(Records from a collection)

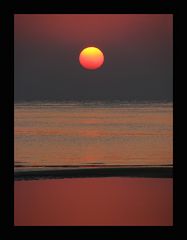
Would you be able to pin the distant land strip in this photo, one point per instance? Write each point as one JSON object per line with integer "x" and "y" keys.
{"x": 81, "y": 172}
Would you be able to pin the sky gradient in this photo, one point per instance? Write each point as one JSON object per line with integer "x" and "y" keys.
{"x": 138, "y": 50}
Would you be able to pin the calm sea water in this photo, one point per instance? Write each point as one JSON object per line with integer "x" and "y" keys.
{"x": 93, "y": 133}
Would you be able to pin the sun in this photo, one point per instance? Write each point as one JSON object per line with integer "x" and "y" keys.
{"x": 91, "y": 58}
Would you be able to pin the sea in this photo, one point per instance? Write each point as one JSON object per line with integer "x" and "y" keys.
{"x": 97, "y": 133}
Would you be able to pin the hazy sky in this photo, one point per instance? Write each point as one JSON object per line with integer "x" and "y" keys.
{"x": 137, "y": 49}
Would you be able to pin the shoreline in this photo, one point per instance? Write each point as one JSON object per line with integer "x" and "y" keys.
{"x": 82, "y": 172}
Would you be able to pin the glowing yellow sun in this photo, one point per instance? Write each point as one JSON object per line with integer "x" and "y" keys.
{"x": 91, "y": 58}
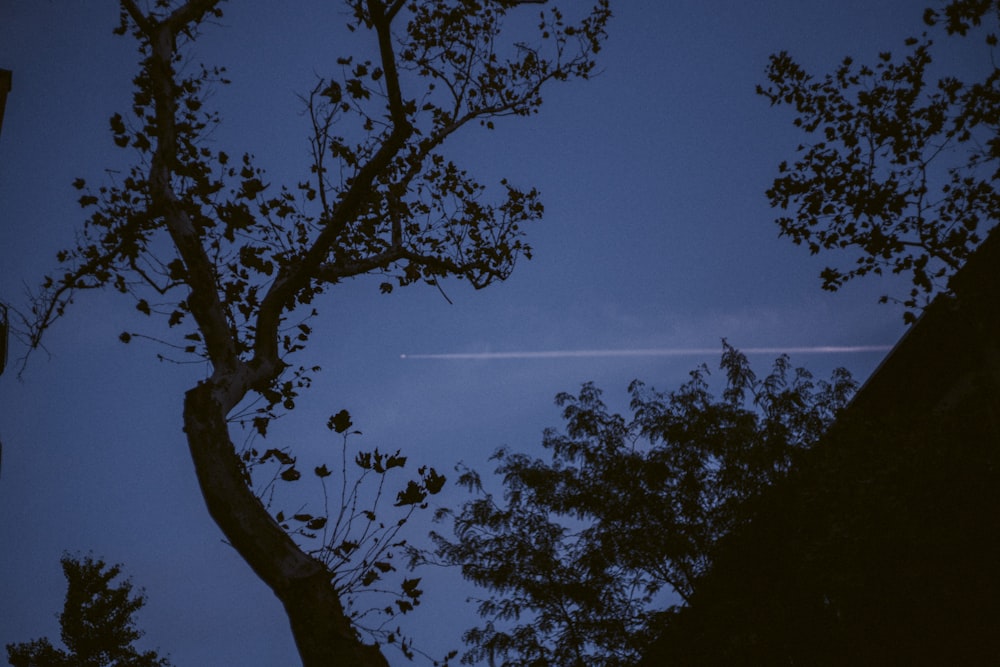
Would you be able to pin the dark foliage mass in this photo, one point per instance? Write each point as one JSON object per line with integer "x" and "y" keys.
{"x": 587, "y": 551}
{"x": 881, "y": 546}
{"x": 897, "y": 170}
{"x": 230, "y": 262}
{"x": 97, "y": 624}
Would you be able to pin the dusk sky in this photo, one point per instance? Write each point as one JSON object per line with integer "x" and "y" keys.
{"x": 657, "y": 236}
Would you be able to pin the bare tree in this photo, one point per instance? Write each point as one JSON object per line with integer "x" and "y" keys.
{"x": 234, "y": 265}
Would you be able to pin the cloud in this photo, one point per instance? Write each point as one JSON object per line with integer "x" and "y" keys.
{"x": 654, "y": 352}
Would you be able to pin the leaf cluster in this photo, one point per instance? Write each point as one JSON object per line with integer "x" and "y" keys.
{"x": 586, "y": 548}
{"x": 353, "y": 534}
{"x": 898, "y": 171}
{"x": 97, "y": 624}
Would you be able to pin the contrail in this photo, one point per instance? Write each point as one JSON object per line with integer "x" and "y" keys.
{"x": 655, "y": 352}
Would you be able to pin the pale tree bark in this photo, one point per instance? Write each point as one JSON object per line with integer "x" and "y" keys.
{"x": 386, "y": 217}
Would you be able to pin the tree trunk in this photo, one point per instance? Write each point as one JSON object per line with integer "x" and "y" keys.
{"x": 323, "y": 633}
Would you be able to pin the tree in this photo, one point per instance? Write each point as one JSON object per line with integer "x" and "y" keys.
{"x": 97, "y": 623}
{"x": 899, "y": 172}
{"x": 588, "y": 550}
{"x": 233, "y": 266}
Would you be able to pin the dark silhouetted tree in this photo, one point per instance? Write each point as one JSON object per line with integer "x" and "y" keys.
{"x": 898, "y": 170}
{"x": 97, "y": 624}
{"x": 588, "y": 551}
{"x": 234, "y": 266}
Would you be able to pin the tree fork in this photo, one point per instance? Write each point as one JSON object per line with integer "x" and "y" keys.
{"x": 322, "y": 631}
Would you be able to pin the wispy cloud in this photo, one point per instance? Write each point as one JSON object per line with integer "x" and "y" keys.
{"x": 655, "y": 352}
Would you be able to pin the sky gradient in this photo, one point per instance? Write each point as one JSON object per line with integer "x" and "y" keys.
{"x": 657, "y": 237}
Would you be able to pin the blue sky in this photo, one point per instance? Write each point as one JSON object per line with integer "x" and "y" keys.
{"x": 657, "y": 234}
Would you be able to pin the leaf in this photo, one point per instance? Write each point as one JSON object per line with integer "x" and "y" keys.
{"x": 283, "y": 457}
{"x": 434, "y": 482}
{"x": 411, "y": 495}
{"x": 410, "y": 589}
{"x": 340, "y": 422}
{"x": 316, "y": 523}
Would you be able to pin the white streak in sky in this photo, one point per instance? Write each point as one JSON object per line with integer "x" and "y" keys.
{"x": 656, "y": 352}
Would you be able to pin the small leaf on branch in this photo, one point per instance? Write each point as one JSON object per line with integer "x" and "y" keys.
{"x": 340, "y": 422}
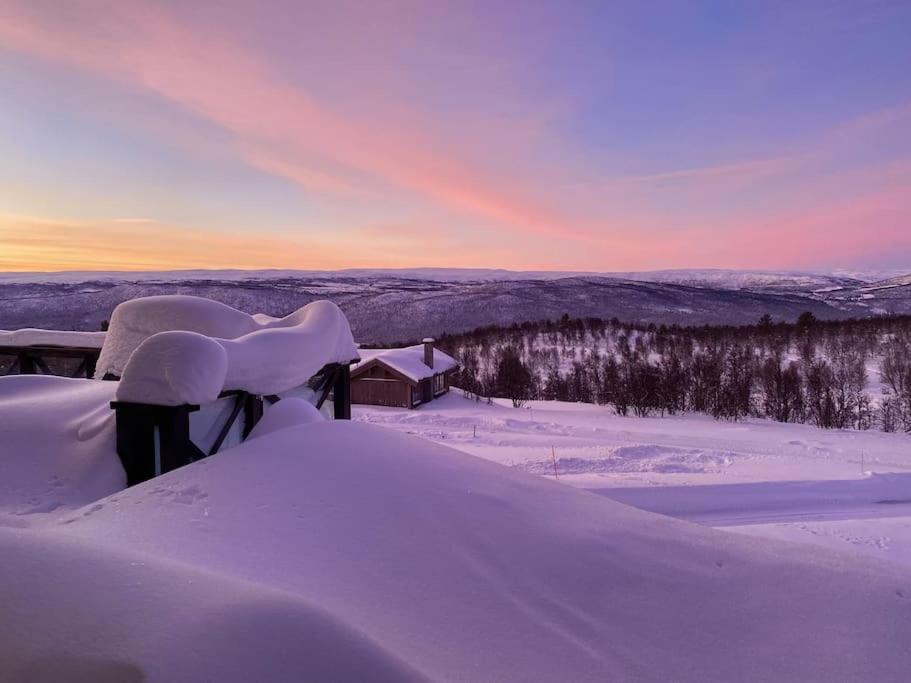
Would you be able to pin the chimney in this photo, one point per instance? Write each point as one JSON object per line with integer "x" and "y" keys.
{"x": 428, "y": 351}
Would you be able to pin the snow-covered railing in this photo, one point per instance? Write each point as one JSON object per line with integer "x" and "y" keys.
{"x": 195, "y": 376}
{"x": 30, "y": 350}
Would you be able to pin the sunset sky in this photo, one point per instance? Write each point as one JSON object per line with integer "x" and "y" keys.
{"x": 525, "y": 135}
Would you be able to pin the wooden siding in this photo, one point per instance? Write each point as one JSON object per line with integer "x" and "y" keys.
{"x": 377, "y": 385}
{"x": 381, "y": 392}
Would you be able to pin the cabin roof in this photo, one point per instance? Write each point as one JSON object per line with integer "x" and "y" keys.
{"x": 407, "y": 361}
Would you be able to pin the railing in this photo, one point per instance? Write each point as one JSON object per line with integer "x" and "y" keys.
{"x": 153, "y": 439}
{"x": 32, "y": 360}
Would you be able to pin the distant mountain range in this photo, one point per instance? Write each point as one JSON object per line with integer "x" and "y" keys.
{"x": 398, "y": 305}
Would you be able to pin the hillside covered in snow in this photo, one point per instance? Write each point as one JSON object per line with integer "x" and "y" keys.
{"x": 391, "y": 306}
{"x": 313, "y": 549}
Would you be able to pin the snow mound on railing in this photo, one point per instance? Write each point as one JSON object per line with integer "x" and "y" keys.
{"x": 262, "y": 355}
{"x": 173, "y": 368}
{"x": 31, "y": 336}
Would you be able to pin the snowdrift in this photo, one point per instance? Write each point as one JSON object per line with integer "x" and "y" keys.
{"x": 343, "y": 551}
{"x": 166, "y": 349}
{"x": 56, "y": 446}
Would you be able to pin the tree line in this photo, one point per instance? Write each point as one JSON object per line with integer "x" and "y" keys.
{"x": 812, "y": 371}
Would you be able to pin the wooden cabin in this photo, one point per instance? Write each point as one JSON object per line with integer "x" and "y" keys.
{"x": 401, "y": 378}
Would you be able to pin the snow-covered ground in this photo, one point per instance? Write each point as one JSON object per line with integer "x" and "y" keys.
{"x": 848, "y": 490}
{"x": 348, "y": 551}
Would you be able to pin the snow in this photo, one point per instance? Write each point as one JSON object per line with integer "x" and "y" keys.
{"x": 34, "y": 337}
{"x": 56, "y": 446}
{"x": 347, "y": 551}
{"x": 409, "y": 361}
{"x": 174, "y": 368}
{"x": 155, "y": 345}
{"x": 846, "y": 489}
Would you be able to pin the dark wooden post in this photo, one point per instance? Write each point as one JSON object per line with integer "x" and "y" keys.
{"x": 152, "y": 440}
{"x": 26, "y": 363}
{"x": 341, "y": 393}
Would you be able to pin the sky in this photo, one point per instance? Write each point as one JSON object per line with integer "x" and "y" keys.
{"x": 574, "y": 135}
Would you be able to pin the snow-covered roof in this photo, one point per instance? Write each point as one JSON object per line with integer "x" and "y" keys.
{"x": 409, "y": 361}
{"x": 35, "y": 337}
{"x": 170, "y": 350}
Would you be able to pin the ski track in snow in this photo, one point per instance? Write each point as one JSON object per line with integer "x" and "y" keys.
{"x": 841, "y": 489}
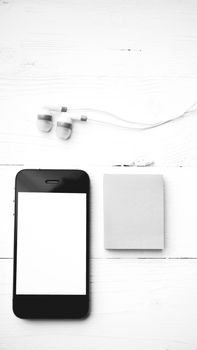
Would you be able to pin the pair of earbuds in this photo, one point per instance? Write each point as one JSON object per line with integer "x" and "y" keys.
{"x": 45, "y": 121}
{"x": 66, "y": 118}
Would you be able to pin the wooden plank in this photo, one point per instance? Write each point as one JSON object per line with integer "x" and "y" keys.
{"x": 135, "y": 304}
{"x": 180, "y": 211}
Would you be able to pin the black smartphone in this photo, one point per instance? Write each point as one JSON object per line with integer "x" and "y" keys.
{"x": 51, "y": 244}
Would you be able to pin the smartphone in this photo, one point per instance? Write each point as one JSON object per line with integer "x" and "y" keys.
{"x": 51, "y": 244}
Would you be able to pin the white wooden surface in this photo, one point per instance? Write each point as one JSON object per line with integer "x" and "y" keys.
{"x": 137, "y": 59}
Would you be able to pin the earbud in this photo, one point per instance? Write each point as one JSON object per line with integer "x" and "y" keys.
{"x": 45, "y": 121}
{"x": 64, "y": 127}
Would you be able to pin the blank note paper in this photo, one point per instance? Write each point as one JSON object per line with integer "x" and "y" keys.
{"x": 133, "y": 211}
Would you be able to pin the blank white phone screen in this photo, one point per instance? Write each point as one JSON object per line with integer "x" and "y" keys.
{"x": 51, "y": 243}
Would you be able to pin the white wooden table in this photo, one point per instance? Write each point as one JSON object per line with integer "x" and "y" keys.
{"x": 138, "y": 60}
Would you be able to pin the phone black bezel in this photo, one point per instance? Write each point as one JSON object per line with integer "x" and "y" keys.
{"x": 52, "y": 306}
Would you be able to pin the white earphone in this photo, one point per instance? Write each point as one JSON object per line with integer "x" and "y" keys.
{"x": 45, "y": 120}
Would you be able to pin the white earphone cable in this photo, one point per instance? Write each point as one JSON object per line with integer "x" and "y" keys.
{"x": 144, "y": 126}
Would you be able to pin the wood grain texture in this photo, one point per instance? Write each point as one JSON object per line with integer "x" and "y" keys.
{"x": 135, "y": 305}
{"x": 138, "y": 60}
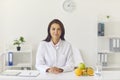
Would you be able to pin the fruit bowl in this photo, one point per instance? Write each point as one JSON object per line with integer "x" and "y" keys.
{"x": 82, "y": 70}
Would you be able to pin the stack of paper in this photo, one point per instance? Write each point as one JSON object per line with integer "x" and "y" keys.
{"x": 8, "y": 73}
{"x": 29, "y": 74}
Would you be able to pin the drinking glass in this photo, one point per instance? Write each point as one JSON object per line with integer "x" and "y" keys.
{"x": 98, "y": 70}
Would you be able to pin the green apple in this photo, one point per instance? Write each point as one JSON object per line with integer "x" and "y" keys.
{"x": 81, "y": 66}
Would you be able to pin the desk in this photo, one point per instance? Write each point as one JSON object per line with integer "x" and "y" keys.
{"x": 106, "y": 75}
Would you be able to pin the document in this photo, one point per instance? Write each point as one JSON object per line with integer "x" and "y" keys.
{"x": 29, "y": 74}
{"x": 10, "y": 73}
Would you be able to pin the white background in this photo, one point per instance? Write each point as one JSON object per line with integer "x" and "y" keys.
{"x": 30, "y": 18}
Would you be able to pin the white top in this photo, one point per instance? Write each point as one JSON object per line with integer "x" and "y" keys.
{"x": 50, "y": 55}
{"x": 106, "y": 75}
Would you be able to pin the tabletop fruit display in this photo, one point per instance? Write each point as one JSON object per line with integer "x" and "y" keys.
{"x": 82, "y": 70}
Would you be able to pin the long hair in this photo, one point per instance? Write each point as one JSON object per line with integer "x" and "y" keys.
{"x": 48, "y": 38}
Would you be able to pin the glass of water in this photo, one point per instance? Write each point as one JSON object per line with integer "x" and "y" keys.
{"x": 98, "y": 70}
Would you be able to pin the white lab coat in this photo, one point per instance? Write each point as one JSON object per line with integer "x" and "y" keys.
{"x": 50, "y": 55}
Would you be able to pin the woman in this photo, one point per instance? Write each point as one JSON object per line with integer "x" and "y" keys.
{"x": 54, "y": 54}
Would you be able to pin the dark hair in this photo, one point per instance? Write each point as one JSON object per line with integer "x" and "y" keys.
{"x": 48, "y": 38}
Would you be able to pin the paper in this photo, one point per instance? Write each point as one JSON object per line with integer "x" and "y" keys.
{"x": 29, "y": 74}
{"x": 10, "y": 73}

- _Aim of the task_:
Print, exactly and only, the lines running from the one with "Would you be able to pin the dark hair" to the end of the data above.

- _Result of this exercise_:
Would you be able to pin the dark hair in this photo, one point per instance? Write each point as one JSON object per line with integer "x" and "y" keys.
{"x": 48, "y": 38}
Would you be able to pin the paper in this photo, one point per instance? Write each point as one JSON object per line with integer "x" and "y" keys.
{"x": 29, "y": 74}
{"x": 10, "y": 73}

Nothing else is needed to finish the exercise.